DIRECTION: Tally the lines in the records that contain the word "wooden" and give only that number.

RAW RECORDS:
:::

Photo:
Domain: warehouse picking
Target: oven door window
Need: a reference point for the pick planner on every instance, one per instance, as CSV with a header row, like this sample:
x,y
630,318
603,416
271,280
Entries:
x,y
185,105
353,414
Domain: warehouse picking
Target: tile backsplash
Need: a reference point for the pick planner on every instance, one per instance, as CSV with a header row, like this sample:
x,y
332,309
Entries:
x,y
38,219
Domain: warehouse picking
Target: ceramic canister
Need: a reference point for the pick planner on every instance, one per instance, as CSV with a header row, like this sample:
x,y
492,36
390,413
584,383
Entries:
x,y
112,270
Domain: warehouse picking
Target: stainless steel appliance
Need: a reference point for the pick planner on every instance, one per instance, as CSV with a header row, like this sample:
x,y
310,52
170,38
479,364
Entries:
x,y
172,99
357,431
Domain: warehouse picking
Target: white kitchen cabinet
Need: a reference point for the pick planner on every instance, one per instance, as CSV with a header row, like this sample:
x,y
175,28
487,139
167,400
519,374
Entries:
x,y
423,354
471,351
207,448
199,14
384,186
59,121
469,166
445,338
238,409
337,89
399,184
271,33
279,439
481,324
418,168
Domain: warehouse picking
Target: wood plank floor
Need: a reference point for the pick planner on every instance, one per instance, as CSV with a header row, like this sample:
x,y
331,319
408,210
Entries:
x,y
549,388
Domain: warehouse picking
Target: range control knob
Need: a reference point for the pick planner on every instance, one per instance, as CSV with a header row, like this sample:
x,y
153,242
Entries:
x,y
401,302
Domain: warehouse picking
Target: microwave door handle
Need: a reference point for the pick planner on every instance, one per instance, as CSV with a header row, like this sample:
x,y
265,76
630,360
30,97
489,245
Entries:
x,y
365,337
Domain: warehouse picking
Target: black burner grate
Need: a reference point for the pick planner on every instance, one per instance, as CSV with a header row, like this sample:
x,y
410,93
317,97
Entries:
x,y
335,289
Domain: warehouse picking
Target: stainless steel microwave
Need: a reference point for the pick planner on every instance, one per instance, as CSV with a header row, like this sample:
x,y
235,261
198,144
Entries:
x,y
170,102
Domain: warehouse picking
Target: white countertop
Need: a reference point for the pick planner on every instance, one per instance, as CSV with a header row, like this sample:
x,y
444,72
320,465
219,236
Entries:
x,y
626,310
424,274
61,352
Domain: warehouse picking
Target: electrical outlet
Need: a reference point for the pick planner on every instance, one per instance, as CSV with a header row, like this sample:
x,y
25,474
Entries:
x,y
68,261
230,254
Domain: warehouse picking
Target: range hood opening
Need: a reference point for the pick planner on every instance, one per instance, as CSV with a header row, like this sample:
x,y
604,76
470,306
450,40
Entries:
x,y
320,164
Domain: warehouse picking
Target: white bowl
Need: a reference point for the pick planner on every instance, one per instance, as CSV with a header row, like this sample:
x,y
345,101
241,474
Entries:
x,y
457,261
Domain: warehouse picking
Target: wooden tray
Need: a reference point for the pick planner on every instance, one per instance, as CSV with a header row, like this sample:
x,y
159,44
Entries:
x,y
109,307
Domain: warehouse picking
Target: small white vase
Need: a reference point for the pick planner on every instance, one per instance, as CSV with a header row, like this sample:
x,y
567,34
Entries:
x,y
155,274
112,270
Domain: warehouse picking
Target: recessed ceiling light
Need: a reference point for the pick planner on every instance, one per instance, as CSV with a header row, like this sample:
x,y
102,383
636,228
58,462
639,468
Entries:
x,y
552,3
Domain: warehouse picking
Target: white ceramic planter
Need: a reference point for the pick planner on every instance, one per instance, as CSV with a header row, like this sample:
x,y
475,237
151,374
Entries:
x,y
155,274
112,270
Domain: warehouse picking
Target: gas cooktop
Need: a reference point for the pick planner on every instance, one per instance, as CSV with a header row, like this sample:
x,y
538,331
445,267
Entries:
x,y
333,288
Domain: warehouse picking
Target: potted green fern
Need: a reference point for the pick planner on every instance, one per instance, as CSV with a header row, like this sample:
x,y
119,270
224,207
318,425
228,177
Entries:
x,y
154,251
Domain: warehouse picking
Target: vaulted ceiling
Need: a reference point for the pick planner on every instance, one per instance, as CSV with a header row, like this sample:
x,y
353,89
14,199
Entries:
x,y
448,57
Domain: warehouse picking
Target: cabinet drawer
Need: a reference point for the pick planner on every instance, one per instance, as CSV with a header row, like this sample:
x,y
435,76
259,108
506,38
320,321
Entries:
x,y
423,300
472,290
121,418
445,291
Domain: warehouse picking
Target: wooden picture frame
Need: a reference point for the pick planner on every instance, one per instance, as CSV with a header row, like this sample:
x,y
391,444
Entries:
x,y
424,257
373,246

:::

FINAL RESULT: 2